● Requirement
Skip the images and print the listing exactly.

● Input

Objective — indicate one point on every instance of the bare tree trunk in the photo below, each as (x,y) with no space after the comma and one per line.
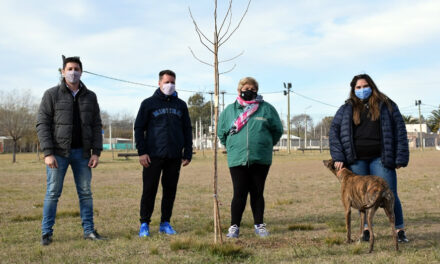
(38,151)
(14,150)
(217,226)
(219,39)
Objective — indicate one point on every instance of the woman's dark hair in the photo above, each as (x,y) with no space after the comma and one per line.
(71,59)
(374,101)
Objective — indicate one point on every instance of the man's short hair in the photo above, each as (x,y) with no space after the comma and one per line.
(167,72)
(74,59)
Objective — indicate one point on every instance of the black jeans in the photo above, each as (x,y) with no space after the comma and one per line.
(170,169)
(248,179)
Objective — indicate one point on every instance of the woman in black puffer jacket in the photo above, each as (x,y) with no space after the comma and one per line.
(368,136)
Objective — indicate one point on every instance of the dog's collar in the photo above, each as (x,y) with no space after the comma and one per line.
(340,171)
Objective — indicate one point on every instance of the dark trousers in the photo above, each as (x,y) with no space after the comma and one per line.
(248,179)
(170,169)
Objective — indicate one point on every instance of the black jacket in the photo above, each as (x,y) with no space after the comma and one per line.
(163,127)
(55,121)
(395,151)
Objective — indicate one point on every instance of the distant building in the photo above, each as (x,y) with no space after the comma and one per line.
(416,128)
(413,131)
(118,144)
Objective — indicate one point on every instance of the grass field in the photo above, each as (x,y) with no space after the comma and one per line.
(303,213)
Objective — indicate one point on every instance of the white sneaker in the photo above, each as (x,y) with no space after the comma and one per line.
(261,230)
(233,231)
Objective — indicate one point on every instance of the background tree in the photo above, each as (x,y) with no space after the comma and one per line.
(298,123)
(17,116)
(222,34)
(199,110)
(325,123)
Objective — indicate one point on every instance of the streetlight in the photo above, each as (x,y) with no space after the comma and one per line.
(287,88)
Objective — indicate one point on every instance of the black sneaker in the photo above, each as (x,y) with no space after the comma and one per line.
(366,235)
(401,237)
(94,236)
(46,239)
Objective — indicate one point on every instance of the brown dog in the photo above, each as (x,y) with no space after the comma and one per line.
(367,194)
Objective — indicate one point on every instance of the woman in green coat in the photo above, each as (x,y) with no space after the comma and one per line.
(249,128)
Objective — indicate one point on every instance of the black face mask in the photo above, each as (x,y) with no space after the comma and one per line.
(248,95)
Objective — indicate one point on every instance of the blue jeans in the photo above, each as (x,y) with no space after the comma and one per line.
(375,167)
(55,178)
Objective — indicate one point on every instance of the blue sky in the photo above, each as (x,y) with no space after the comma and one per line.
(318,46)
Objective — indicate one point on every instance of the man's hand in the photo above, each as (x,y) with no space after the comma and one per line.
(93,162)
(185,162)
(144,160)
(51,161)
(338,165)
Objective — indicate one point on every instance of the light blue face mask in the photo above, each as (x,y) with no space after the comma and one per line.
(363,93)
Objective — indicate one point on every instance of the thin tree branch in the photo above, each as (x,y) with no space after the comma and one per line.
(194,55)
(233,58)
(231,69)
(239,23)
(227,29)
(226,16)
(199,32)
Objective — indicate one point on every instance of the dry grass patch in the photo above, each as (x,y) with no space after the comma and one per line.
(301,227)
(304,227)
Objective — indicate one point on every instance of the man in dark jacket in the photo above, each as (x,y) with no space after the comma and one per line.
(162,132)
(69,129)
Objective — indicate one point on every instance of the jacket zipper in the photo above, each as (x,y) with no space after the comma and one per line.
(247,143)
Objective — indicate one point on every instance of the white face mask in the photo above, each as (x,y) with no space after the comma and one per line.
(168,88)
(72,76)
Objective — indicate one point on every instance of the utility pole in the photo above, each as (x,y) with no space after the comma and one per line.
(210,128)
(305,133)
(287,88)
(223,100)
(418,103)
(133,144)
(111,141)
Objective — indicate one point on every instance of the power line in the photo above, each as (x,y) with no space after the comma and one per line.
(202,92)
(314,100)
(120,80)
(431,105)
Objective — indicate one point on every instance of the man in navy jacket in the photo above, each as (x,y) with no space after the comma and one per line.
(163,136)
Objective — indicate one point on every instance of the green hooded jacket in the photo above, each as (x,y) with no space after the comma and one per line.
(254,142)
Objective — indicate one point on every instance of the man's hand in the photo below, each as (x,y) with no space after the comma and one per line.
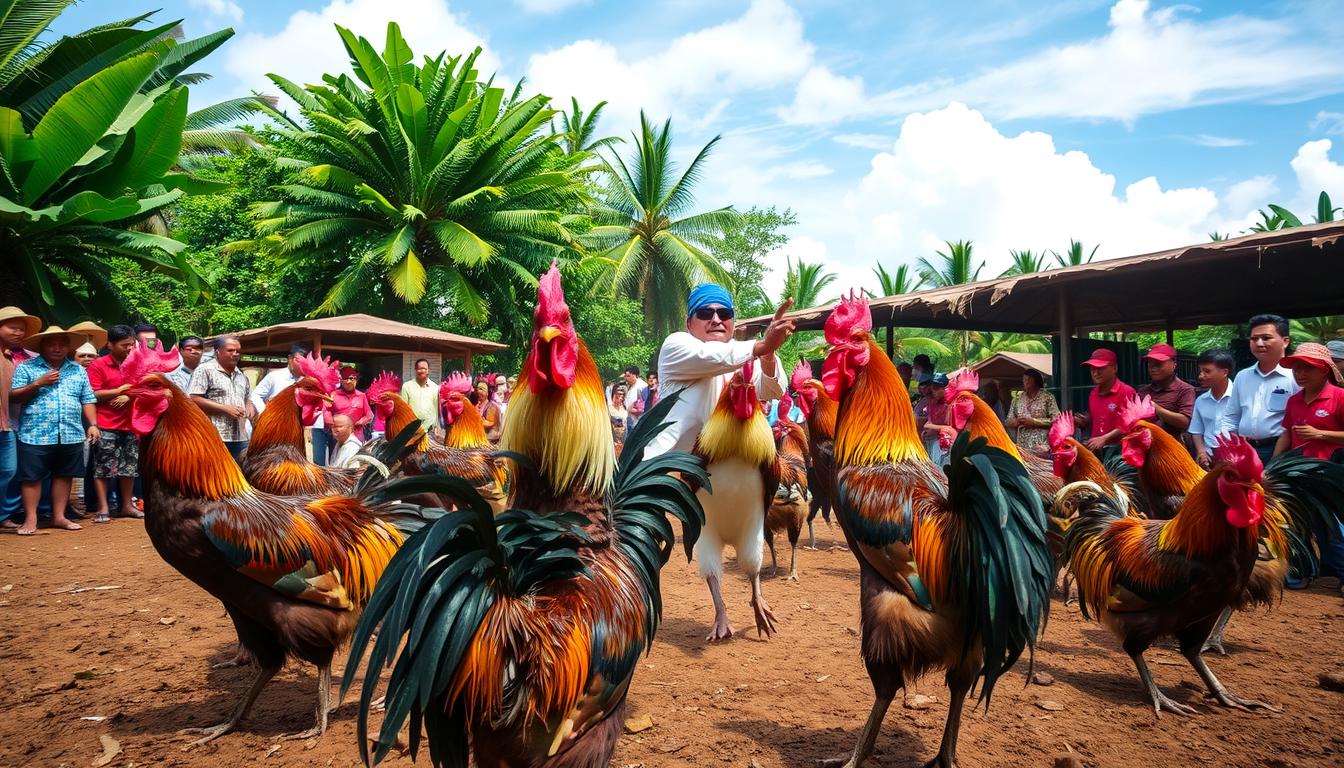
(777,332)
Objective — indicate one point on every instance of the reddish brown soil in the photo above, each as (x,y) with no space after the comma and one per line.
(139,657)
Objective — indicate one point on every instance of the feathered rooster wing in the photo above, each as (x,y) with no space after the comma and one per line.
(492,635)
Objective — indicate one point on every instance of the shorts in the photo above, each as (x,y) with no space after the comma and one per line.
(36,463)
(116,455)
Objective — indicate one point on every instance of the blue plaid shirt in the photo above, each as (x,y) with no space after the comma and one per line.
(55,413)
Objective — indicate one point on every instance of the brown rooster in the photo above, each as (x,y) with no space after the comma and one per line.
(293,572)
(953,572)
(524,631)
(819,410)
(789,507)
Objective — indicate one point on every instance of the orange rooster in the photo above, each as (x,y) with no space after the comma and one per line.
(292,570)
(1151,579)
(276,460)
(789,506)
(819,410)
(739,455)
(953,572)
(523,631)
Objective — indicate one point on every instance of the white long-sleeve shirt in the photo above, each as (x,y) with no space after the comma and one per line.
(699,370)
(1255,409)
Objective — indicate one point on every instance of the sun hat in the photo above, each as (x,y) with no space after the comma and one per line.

● Task response
Objective — indicate one point on every instance of the bare tree trunk in the photo below, each as (x,y) with no space after the comma and one per line.
(38,151)
(14,150)
(217,226)
(219,39)
Objective — indicate one point on every instance of the woman's dark hair in the photo above, each as (x,y) with no space after the comma and one per line.
(71,59)
(374,101)
Objective — indicate one point on every instance of the man's short hair in the photo above, each as (x,y) with no space after the comma and one per line.
(167,72)
(74,59)
Objective — indicate one point on every instance of the black jeans in the photo above, each as (x,y) with no space after the comma and one per line.
(170,169)
(248,179)
Objective — indicate one point on every instance of the woman in black puffer jacket in the photo above, each as (x,y) with no space after the comma and one per line.
(368,136)
Objective — indicate one point on every instance of the dog's collar in the photo above, each as (x,y) with no space after the comma and one per line.
(340,171)
Objective — indicate one point on every instance of the dark trousers in the photo above, each as (x,y) with no space after the comma and one per line.
(248,179)
(170,169)
Objective — indicate one point on every instance of the black jacket in the photo above, each as (x,y) with no space after the comma and one per line.
(163,127)
(55,121)
(395,151)
Objective — indicate one point on every instance of the distant building in the photo above, each as (x,y) with no space after the comma and one per line.
(416,128)
(413,131)
(118,144)
Objective — indicate one point on every instance of the grass field in the photo above, each as (x,y) with no space after the comma and one per line.
(303,213)
Objective — indicate one point on every instance of the white sneaker in the photo above, each as (x,y) with no space after the comma and one per line.
(261,230)
(233,231)
Objective — indicate one point on every instance of the background tree in the photo above, each as (x,y) with no space after the comma and one per line.
(298,123)
(17,116)
(222,34)
(199,110)
(325,123)
Objective — indicate one point on every instance of the streetlight in the photo above, each as (x,y) with no space after the comma and one per line.
(287,88)
Objective — indicate one point on every instance of the black sneaker in the photo above, each as (x,y) with no space after the comma and one per line.
(366,235)
(401,237)
(94,236)
(46,239)
Objective — indicate one point on every instance of the brown dog in the photo above, each as (x,y) with no space after the comma and one per line.
(367,194)
Objective — indicate one point on every instance of the woman in green coat in the photo above, each as (x,y) with no space after the comma and one per line.
(249,128)
Objective — indicate one point on every instance of the black face mask in the photo above, each as (x,y) with no space after the comma and one per line.
(248,95)
Objective — indicate one point on every instance of the blue jeans in the photo above, each as (x,y) with no space after the comma and one per line.
(375,167)
(55,178)
Objective — indicate one point on every instance of the blue sky in the photo above, each as (x,y) with no space after the comma and one per line.
(318,46)
Objective — indicate one point on every instance of the man's hand in the photo above, each as (x,y) with no space after the comma and one per line.
(93,162)
(185,162)
(144,160)
(51,161)
(338,165)
Objective — indicate one point on every instance of the light blue face mask in the photo above, each as (x,y) with no space after the comma and one per line.
(363,93)
Objective — indicate one point on every instance of the thin tree branch in the photo above, each as (x,y) with no space after the comma and one per line.
(194,55)
(233,58)
(231,69)
(239,23)
(227,29)
(226,16)
(199,32)
Objective — indicate one point on every instance of the dry grass patch in the photo above, each as (x,y) with no space after the comma and one per line.
(301,227)
(304,227)
Objective — indicate one point on every instance of the man in dark jacket in the photo above, each as (x,y) with no space after the comma and one per line.
(162,132)
(69,129)
Objective — indicate one point on every instance of the jacket zipper in the photo above, each as (x,y) with no space after the comma and one per line.
(247,143)
Objective — indicate one point on every instance of the white face mask in the photo above, each as (x,y) with no space after the comma and one per line.
(168,88)
(72,76)
Objective — indicate one point on every instance of the utility pole in the photo above, each as (x,y) with no space after the comma and one per line.
(210,128)
(305,133)
(287,88)
(223,100)
(418,103)
(133,144)
(111,141)
Objective — indicate one point on every instance of the power line in the photo above, each as (x,y) with no space after the comma and one per line.
(202,92)
(314,100)
(120,80)
(431,105)
Objective — indicate one point on every instance of the man in navy jacket in the photo above, each as (x,y) with no space after the comma and one per line.
(163,136)
Objective — indicate one point on every instance of the green hooded jacket in the photo above, each as (x,y) with no space after the comma and one per line.
(254,142)
Objective — indicate one point on every instance of the man's hand in the photo below, each as (x,y) with no space after the comma and one per line.
(777,332)
Objective — indicate one point on every instance of the reddish brown soil in the photo above, each as (x,y) with no space after the comma and one per line.
(139,657)
Objective — indicate one point on every instance of the feathered rooster wing in the photo above, each as (x,y) with no space after the comma and one per line.
(492,635)
Objective — indicate one point on every instance of the shorts in the photo above, each as (x,y) with no space after the comma and one per line.
(36,463)
(116,455)
Objective — indicate one point on every instance of the blue plaid shirt in the photo above, each as (x,y) with no space after the comma and one per line.
(55,413)
Objective — indicate one point on every instance of the brown rooster in the photo above, each as (x,y) with no space after the comma and one per line.
(293,572)
(953,572)
(524,631)
(819,410)
(789,507)
Objective — indicate one point on every instance of the orange rooster in the photo above, each as (x,y) with no space after the comma and one per line.
(292,570)
(1151,579)
(276,460)
(789,506)
(819,410)
(739,455)
(953,572)
(523,631)
Objective — indicate one point on every instance of the white long-sleeve shirt in the photo above, each as (x,y) with no space after the comma and one per line.
(699,370)
(1255,409)
Objective — indicate one point on every instance of the sun hat in the photo above, each as (x,y) with no space after the comma and one per line.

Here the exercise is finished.